━━━ Source data ━━━
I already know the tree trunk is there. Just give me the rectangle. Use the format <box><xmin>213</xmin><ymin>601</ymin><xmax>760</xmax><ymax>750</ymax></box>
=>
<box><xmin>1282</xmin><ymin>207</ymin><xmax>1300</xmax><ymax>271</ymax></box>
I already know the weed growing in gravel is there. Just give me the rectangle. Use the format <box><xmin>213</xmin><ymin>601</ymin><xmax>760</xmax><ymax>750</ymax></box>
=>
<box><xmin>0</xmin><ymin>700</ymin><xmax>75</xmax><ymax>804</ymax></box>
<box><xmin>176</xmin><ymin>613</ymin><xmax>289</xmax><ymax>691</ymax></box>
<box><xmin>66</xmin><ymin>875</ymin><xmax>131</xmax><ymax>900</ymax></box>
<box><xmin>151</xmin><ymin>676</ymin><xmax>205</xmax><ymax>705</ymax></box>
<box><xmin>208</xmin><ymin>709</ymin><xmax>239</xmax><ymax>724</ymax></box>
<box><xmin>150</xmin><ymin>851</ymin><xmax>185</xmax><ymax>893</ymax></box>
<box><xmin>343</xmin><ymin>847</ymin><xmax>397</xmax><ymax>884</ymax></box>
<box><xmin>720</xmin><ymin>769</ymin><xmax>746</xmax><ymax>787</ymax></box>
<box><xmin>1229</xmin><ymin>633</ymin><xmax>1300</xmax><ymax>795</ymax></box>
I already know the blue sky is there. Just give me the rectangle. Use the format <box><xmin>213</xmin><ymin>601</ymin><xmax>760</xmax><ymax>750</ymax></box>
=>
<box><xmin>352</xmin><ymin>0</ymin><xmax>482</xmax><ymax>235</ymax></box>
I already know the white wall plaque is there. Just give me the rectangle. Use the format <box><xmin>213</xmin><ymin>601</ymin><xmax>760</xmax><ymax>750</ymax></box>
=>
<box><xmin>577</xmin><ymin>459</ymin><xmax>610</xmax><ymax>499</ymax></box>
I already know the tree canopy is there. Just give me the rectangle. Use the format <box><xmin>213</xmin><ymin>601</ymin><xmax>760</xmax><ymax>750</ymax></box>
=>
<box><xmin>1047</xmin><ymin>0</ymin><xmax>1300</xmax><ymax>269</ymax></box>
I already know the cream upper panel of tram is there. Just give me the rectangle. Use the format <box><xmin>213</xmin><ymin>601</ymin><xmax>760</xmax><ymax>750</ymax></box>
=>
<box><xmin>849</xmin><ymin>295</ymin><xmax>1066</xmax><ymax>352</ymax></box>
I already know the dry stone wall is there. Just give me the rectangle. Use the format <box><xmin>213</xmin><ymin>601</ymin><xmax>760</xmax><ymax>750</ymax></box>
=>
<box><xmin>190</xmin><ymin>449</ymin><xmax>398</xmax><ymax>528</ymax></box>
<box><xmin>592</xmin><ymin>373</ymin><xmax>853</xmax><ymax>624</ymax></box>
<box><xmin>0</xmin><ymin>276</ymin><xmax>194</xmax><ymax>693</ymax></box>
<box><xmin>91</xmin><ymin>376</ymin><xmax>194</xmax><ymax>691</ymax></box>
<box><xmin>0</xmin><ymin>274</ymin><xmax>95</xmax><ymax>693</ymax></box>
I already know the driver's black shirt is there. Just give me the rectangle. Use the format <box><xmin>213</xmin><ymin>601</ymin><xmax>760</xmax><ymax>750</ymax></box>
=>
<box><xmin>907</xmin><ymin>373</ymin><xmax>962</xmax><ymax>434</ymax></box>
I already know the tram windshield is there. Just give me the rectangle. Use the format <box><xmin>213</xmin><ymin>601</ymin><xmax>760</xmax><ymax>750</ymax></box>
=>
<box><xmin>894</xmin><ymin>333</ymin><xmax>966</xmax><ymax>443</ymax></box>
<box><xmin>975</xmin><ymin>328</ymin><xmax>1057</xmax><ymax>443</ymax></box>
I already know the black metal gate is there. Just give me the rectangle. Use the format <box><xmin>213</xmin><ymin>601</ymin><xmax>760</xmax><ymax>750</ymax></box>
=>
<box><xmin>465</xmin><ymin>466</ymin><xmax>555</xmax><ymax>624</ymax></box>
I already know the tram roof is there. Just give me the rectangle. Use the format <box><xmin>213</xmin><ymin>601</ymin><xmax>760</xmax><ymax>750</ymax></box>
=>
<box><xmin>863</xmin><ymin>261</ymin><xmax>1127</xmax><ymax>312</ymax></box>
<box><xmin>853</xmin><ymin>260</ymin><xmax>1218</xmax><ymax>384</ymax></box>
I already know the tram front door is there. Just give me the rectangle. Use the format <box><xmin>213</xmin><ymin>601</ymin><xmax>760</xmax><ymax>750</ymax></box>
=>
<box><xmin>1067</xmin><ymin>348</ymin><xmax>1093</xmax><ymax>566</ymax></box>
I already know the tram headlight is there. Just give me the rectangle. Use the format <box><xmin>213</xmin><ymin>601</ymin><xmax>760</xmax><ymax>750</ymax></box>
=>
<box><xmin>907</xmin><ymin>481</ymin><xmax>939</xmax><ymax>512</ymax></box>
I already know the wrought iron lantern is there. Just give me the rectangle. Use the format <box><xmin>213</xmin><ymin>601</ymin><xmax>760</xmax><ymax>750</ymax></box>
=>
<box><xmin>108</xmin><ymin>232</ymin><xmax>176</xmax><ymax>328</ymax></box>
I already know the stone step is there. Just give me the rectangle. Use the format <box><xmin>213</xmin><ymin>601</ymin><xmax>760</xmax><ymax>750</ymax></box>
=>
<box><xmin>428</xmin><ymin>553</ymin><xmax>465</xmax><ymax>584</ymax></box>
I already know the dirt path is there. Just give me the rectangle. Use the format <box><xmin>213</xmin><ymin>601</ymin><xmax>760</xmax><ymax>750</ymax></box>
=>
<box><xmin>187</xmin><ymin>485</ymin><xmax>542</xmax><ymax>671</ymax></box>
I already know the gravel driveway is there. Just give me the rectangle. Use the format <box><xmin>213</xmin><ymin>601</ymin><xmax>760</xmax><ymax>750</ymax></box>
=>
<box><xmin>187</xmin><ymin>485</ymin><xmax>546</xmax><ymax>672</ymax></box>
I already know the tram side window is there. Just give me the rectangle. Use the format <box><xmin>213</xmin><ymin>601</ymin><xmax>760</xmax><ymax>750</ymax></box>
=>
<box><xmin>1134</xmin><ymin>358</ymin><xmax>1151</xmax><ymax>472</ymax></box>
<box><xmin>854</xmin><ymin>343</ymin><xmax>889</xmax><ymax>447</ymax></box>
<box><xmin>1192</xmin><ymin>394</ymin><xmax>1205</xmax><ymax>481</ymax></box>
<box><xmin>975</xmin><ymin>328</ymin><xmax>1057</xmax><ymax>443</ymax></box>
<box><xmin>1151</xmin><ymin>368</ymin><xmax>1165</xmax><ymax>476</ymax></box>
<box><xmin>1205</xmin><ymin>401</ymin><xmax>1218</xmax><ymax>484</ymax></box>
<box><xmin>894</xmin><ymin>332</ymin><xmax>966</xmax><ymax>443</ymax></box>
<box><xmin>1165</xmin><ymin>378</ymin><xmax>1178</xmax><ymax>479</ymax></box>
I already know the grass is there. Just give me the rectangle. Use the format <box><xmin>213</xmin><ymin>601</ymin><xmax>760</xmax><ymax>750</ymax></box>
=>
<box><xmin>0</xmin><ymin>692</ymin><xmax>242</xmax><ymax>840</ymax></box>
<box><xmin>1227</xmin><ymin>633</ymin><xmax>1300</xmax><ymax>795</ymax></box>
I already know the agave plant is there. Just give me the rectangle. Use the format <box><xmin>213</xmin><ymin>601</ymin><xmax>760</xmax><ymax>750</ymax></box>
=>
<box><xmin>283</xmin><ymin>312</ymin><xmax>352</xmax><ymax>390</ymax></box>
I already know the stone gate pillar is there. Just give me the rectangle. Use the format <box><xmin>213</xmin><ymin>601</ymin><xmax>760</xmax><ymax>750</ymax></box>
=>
━━━
● What to produce
Please report each line of the records above that contains the word "gravel", copying every such line in full.

● Response for this exercise
I already know the weed growing in gravel is there. Just give me the rectangle. Use the format <box><xmin>213</xmin><ymin>601</ymin><xmax>760</xmax><ymax>750</ymax></box>
I already know the gravel driveway is there. Just give me the rectangle. Use the format <box><xmin>213</xmin><ymin>601</ymin><xmax>760</xmax><ymax>750</ymax></box>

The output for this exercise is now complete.